## Estratto del testo
--*--
Ma la responsabilità civile dei giudici non era già stata decisa da un referendum negli anni ’80?
Sì, è vero ma è un percorso che rende veramente difficile arrivare alla condanna di un giudice. Di casi conclusisi con un successo ne ricordo 3 o 4 in 20 anni. In ogni caso il danneggiato può ricorrere ma contro lo Stato e non contro il giudice responsabile, come prevederebbe l'attuale riforma. Lo Stato potrebbe poi rivalersi, ma dal punto di vista della carriera. Ma ripeto, è accaduto in casi rarissimi.

Polemiche ha suscitato anche la questione dell’obbligatorietà dell’azione penale.
--*--
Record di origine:

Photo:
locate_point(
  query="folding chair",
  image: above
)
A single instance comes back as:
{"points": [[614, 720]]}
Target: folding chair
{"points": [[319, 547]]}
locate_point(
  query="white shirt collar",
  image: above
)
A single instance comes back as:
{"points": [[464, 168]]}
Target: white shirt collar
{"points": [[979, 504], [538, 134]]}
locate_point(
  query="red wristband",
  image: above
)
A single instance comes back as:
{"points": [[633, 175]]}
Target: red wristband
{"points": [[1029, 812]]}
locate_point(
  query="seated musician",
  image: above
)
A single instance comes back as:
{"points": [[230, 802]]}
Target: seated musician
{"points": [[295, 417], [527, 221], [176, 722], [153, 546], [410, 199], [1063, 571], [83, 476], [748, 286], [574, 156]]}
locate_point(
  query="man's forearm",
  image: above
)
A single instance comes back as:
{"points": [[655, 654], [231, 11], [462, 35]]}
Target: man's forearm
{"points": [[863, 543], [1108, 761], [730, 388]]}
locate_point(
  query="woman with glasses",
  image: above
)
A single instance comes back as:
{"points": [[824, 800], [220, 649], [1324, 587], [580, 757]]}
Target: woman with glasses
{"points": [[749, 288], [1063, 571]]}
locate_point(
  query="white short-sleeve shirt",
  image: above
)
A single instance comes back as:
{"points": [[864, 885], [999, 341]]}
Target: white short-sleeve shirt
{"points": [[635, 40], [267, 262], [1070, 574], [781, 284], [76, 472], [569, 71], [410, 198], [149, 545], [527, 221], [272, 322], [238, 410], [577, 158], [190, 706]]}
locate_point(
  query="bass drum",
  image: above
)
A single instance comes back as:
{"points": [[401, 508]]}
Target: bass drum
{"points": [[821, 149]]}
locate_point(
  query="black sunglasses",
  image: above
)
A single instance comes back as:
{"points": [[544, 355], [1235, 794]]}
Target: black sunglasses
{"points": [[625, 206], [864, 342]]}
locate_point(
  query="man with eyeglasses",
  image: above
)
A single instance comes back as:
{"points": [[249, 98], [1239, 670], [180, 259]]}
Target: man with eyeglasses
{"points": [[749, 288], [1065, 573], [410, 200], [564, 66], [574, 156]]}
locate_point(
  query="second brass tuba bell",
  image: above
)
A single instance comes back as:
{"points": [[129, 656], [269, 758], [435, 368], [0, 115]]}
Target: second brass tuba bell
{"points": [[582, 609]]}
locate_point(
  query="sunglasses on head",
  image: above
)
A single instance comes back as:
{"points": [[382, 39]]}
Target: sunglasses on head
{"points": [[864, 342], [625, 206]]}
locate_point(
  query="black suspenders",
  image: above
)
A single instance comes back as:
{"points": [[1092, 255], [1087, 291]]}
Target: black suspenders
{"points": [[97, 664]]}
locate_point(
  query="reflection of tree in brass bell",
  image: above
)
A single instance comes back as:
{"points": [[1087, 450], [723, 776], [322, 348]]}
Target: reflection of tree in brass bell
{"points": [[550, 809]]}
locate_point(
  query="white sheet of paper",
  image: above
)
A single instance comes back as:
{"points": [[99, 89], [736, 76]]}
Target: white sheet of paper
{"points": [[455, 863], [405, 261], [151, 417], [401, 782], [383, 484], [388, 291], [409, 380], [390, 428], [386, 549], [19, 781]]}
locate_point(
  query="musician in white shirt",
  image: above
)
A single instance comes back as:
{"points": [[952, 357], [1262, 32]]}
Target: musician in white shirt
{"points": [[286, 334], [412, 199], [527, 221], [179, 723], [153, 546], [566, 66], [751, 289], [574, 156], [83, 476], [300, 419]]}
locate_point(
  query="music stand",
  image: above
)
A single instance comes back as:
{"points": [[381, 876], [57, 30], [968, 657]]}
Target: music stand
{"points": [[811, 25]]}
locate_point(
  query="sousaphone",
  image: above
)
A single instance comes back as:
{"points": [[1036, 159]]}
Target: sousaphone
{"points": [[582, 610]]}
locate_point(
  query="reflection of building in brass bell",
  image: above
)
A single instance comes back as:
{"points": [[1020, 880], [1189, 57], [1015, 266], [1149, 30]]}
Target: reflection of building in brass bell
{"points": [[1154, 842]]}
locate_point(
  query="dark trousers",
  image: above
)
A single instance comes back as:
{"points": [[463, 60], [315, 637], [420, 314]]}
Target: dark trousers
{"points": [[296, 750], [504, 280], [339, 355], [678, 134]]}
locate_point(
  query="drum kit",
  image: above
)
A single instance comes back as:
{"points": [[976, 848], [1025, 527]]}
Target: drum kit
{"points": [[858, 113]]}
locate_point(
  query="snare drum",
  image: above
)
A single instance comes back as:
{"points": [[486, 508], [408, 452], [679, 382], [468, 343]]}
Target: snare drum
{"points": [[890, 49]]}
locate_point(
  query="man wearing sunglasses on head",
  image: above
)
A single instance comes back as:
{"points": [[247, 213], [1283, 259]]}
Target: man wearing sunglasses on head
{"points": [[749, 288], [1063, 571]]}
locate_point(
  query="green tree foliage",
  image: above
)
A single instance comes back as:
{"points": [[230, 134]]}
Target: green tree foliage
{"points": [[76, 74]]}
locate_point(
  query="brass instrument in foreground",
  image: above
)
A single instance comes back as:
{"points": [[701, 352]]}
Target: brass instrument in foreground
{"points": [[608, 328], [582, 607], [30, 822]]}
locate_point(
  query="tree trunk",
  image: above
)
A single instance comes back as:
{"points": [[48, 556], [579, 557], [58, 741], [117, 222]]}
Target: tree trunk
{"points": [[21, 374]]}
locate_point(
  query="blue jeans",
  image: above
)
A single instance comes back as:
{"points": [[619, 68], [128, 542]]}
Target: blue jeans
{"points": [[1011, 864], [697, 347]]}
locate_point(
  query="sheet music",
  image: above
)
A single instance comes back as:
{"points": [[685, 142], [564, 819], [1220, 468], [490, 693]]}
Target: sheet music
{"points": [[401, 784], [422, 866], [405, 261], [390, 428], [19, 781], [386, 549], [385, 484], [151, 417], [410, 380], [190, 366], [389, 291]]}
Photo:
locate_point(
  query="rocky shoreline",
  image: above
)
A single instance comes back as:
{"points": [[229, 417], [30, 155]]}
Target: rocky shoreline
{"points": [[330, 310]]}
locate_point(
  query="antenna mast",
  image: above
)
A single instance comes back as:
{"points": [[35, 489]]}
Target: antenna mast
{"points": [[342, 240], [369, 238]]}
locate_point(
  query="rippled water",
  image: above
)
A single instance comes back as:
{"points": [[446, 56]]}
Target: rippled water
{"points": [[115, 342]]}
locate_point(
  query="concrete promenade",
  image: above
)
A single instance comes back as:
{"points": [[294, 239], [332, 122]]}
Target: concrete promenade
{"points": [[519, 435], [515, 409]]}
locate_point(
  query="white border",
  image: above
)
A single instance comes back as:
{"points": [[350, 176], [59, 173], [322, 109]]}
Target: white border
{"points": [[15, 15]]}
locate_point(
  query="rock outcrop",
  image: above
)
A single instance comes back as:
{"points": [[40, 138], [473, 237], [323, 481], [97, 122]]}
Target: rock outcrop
--*--
## Quesiti
a: Secondo il brano sulla responsabilità civile dei giudici, quanti casi conclusi con successo ricorda chi risponde, e in quanti anni?
b: Nel brano sulla responsabilità civile dei giudici, trascrivi il passo che inizia con le parole "Ma la responsabilità" e finisce dopo "dell’obbligatorietà dell’azione penale.", sostituendo "Stato" con "Governo".
c: Riprendi il brano sulla responsabilità civile dei giudici da dove si interrompe e prosegui il testo.

## Risposte ai quesiti
a: Ne ricorda 3 o 4 in 20 anni.

b:
Ma la responsabilità civile dei giudici non era già stata decisa da un referendum negli anni ’80?
Sì, è vero ma è un percorso che rende veramente difficile arrivare alla condanna di un giudice. Di casi conclusisi con un successo ne ricordo 3 o 4 in 20 anni. In ogni caso il danneggiato può ricorrere ma contro lo Governo e non contro il giudice responsabile, come prevederebbe l'attuale riforma. Lo Governo potrebbe poi rivalersi, ma dal punto di vista della carriera. Ma ripeto, è accaduto in casi rarissimi.

Polemiche ha suscitato anche la questione dell’obbligatorietà dell’azione penale.

c:
L’obbligatorietà resta ma vengono posti dei limiti. Ora, bisogna vedere attentamente cosa si intende. Se si deciderà di indicare le priorità, ebbene questo viene già fatto. Siccome non è possibile perseguire tutti i reati, i giudici già oggi fanno una scaletta per calendarizzare le udienze. Certo, anche qui si corre il rischio che il Parlamento decida che i reati più urgenti siano quelli dei ladri di polli, mentre fatti più gravi non sono in cima alle priorità. Insomma, è ancora tutto da vedere come verrà attuata questa disposizione.